**TO DO**
Extract every line of the listing that contains the string "positive", matching case exactly.
-- DATA PROVIDED follows --
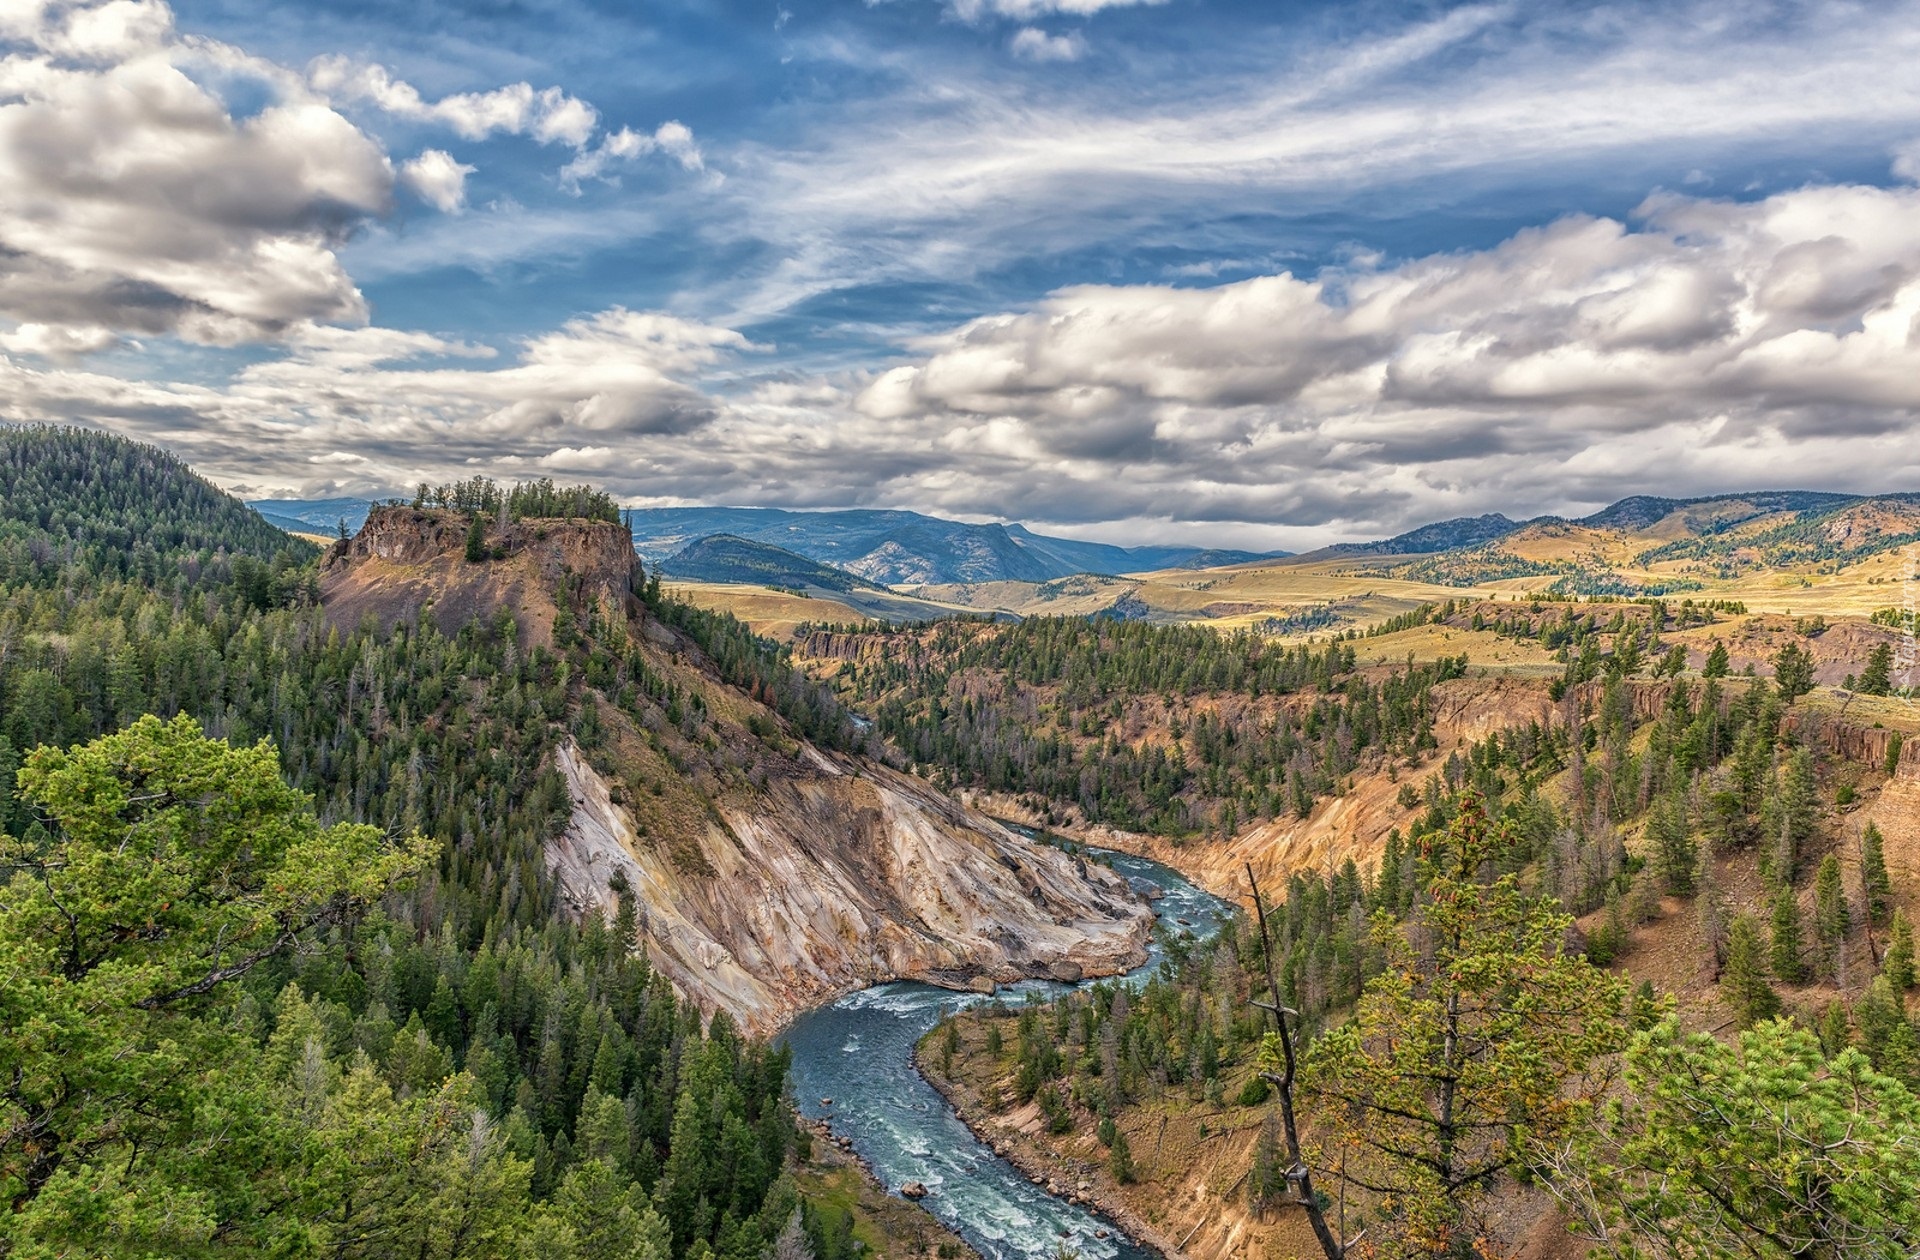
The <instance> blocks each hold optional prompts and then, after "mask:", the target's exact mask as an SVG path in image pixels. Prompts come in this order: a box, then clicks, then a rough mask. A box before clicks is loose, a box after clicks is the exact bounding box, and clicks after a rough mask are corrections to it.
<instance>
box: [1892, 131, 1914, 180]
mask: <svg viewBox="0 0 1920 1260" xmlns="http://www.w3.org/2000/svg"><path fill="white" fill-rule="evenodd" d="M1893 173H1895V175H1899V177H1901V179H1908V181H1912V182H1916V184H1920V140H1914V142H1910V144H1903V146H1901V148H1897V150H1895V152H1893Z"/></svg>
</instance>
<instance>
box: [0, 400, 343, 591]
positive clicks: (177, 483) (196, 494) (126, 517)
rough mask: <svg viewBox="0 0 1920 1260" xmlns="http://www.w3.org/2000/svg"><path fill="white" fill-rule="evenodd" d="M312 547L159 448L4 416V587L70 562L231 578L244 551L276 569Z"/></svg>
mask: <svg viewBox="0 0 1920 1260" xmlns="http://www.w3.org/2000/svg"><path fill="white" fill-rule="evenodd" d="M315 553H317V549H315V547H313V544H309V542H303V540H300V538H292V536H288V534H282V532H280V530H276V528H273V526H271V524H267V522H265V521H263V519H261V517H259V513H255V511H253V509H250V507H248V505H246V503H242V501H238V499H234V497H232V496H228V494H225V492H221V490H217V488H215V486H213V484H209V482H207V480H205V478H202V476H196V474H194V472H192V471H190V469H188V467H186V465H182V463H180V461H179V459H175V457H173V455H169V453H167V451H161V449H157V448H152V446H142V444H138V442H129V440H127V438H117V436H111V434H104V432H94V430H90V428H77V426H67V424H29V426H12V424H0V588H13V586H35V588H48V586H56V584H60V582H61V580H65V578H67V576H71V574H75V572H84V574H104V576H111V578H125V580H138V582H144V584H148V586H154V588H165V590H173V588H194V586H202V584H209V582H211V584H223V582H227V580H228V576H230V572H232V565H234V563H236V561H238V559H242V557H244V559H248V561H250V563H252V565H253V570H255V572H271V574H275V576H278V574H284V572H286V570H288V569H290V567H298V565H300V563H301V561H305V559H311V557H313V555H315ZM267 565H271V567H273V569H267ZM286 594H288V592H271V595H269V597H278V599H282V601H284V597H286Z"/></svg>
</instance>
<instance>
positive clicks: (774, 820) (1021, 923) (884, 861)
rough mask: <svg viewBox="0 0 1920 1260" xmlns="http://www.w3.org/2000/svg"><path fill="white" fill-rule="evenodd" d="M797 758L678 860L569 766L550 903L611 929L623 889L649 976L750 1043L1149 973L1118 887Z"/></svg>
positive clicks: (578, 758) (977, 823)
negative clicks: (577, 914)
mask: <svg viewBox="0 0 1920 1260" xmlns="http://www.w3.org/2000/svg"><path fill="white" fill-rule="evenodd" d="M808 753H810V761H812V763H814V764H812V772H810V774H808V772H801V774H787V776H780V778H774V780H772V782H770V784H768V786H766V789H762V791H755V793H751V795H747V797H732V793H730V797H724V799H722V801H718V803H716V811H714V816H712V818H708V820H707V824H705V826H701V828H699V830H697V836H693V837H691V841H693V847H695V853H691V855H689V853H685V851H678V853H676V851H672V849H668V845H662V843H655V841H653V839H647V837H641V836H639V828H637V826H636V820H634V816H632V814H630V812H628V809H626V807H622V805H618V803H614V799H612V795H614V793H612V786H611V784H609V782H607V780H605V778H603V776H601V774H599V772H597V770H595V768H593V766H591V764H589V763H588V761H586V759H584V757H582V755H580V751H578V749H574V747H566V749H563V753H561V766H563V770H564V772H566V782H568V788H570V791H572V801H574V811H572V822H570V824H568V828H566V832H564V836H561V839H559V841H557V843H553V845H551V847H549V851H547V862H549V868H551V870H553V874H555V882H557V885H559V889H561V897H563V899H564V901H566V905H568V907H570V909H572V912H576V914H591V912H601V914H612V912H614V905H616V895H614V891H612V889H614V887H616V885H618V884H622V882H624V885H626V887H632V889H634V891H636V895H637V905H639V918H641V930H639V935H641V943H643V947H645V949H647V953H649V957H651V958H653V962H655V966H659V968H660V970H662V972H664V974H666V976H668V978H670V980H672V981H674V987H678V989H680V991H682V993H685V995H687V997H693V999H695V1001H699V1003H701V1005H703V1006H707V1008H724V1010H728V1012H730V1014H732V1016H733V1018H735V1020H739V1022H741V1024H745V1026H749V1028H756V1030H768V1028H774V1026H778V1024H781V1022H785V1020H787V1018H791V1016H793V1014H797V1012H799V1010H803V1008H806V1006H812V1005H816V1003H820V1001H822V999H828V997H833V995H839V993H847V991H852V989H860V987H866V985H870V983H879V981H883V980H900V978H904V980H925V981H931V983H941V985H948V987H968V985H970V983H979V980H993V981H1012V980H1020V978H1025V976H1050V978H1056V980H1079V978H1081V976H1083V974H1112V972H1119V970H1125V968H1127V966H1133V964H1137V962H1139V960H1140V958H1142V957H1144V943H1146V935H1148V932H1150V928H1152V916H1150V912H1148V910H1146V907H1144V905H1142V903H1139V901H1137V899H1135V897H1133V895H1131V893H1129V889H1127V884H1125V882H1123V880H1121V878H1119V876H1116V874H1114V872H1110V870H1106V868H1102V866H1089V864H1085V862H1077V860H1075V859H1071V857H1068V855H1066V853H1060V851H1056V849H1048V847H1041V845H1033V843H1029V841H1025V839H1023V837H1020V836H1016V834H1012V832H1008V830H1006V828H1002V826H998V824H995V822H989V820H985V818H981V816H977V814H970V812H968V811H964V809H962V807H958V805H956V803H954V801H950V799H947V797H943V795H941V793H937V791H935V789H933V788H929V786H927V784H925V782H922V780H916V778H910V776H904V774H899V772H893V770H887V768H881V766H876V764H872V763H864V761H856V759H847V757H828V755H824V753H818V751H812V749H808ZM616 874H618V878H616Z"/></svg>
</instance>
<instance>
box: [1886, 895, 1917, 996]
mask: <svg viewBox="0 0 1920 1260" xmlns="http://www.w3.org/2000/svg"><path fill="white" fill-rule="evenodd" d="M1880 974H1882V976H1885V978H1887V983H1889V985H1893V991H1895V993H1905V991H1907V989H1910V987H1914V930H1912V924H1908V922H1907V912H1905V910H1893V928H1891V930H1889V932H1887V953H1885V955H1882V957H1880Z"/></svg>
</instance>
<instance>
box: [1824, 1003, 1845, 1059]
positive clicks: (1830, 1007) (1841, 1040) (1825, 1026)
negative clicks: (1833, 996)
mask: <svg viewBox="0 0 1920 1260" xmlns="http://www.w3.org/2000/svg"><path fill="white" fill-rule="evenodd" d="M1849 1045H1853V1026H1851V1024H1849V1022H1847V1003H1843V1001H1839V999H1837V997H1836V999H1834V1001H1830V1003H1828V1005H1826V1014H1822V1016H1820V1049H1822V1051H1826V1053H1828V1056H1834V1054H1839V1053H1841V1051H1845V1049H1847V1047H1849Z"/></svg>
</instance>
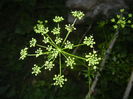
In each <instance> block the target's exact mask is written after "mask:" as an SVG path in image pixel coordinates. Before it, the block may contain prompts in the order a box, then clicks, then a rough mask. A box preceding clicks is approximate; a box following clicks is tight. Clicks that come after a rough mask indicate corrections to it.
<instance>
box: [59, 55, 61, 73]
-- DATA PROVIDED concluded --
**ANSWER BOX**
positive clicks: (177, 483) (196, 494) (126, 517)
positive clicks: (774, 820) (1021, 923) (884, 861)
positive clicks: (578, 758) (977, 823)
positive clicks: (1830, 1007) (1841, 1040) (1825, 1026)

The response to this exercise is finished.